[What to work on] Repeat the data verbatim.

[Data for processing]

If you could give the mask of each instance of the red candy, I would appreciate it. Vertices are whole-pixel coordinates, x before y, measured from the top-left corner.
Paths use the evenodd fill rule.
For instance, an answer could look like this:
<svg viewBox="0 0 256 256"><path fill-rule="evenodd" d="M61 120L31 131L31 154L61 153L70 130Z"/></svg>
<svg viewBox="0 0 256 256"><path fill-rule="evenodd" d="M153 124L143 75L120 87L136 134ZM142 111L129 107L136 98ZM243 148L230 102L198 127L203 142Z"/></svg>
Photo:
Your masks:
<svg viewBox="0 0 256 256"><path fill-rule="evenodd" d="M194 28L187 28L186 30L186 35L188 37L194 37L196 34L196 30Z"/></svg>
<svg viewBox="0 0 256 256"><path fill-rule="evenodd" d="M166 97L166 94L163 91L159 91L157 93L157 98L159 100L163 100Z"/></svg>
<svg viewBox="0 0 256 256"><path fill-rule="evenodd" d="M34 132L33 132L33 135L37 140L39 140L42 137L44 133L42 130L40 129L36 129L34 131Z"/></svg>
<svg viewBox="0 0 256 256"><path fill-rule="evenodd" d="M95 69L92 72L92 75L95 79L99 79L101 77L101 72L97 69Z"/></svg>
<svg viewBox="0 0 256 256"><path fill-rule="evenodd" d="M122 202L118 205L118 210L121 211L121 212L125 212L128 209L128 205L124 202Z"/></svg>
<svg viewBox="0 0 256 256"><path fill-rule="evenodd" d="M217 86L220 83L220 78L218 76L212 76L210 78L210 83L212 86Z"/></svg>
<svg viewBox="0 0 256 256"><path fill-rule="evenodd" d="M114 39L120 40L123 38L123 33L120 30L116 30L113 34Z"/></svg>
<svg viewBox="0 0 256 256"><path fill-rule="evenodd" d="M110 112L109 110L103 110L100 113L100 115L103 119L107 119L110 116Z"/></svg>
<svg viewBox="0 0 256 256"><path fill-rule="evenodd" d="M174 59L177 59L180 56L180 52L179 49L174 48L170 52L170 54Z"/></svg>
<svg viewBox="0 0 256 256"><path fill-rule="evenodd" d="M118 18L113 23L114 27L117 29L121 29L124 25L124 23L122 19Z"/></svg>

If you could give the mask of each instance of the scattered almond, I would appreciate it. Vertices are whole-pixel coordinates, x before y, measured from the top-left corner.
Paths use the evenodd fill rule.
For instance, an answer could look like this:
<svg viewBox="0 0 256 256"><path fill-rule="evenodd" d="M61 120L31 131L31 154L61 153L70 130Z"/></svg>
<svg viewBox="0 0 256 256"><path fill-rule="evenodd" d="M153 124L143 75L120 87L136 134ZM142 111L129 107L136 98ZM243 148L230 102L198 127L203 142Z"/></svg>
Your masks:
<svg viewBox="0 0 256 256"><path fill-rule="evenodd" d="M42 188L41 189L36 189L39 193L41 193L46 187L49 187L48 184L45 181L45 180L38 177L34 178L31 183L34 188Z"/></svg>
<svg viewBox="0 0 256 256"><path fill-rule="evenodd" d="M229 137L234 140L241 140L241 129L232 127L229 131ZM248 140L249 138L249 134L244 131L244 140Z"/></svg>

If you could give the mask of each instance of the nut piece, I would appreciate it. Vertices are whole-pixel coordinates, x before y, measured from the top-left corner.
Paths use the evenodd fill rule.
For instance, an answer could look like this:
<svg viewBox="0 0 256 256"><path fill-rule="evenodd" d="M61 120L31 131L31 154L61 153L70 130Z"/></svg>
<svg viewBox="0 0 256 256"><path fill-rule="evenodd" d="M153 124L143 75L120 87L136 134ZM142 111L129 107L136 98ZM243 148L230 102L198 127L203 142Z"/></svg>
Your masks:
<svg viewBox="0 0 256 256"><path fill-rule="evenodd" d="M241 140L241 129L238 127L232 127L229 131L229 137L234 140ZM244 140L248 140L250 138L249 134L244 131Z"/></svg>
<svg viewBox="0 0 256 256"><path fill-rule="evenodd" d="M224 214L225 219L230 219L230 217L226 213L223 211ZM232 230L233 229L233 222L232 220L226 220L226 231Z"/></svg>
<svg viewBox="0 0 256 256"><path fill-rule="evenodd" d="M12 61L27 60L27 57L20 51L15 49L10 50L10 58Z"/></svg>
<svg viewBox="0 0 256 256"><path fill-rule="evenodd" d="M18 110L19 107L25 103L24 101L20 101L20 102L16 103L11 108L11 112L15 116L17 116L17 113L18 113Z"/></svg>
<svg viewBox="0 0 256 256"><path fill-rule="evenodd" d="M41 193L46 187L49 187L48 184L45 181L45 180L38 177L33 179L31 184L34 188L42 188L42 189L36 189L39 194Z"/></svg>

[Correct answer]
If you could give the mask of each instance of the red candy, I would appreciate it. Vertices are whole-pixel coordinates, x before y, measured from the top-left corner.
Paths use the evenodd fill rule.
For instance, an answer could look like this:
<svg viewBox="0 0 256 256"><path fill-rule="evenodd" d="M61 120L31 131L31 154L61 153L70 130Z"/></svg>
<svg viewBox="0 0 256 256"><path fill-rule="evenodd" d="M153 124L143 75L120 87L136 134ZM142 111L129 107L136 98ZM243 148L230 102L198 127L203 142Z"/></svg>
Photo:
Your masks:
<svg viewBox="0 0 256 256"><path fill-rule="evenodd" d="M194 28L187 28L186 30L186 35L188 37L194 37L196 34L196 30Z"/></svg>
<svg viewBox="0 0 256 256"><path fill-rule="evenodd" d="M166 97L166 94L163 91L159 91L157 93L157 98L159 100L163 100Z"/></svg>
<svg viewBox="0 0 256 256"><path fill-rule="evenodd" d="M34 132L33 132L33 135L37 140L39 140L42 137L44 133L42 130L40 129L36 129L34 131Z"/></svg>
<svg viewBox="0 0 256 256"><path fill-rule="evenodd" d="M95 69L92 72L92 75L95 79L99 79L101 77L101 72L97 69Z"/></svg>
<svg viewBox="0 0 256 256"><path fill-rule="evenodd" d="M122 202L118 205L118 210L121 211L121 212L125 212L128 209L128 205L124 202Z"/></svg>
<svg viewBox="0 0 256 256"><path fill-rule="evenodd" d="M217 86L220 83L220 78L218 76L212 76L210 78L210 83L212 86Z"/></svg>
<svg viewBox="0 0 256 256"><path fill-rule="evenodd" d="M114 39L120 40L123 38L123 33L120 30L116 30L113 34Z"/></svg>
<svg viewBox="0 0 256 256"><path fill-rule="evenodd" d="M110 112L109 110L103 110L100 113L100 115L103 119L107 119L110 116Z"/></svg>
<svg viewBox="0 0 256 256"><path fill-rule="evenodd" d="M174 59L177 59L180 56L180 52L179 49L174 48L170 52L170 54Z"/></svg>
<svg viewBox="0 0 256 256"><path fill-rule="evenodd" d="M118 18L113 23L114 27L117 29L121 29L124 25L124 23L122 19Z"/></svg>

If you could give the mask of each instance of the scattered almond, I would appreciate it. Vertices are whole-pixel coordinates, x before y, measured from the top-left corner.
Paths use the evenodd fill rule.
For instance, an answer could look like this:
<svg viewBox="0 0 256 256"><path fill-rule="evenodd" d="M61 120L31 131L31 154L61 153L70 130Z"/></svg>
<svg viewBox="0 0 256 256"><path fill-rule="evenodd" d="M153 124L143 75L120 87L136 134ZM142 111L129 107L136 98ZM243 148L230 102L198 127L203 142Z"/></svg>
Your masks:
<svg viewBox="0 0 256 256"><path fill-rule="evenodd" d="M42 188L41 189L36 189L39 193L41 193L46 187L49 187L48 184L45 181L45 180L38 177L34 178L31 183L34 188Z"/></svg>
<svg viewBox="0 0 256 256"><path fill-rule="evenodd" d="M229 137L234 140L241 140L241 129L232 127L229 131ZM248 140L249 138L249 134L244 131L244 140Z"/></svg>

If you could give the mask of each instance of the nut piece, I would appreciate it. Vertices are whole-pixel coordinates, x before y, measured from the top-left corner.
Paths use the evenodd fill rule.
For instance, an answer could look like this:
<svg viewBox="0 0 256 256"><path fill-rule="evenodd" d="M61 120L31 131L31 154L61 153L70 130Z"/></svg>
<svg viewBox="0 0 256 256"><path fill-rule="evenodd" d="M153 124L143 75L120 87L136 134ZM142 111L129 107L136 98ZM243 148L230 102L198 127L203 142Z"/></svg>
Your masks:
<svg viewBox="0 0 256 256"><path fill-rule="evenodd" d="M241 140L241 129L238 127L232 127L229 131L229 137L234 140ZM244 140L248 140L250 138L249 134L244 131Z"/></svg>
<svg viewBox="0 0 256 256"><path fill-rule="evenodd" d="M224 214L225 219L230 219L230 217L226 213L223 211ZM232 230L233 229L233 222L232 220L226 220L226 231Z"/></svg>
<svg viewBox="0 0 256 256"><path fill-rule="evenodd" d="M12 61L27 60L27 57L20 51L15 49L10 50L10 58Z"/></svg>
<svg viewBox="0 0 256 256"><path fill-rule="evenodd" d="M18 110L19 107L25 103L24 101L20 101L20 102L16 103L11 108L11 112L15 116L17 116L17 113L18 113Z"/></svg>
<svg viewBox="0 0 256 256"><path fill-rule="evenodd" d="M41 193L46 187L49 187L48 184L45 181L45 180L38 177L33 179L31 184L34 188L42 188L42 189L36 189L39 194Z"/></svg>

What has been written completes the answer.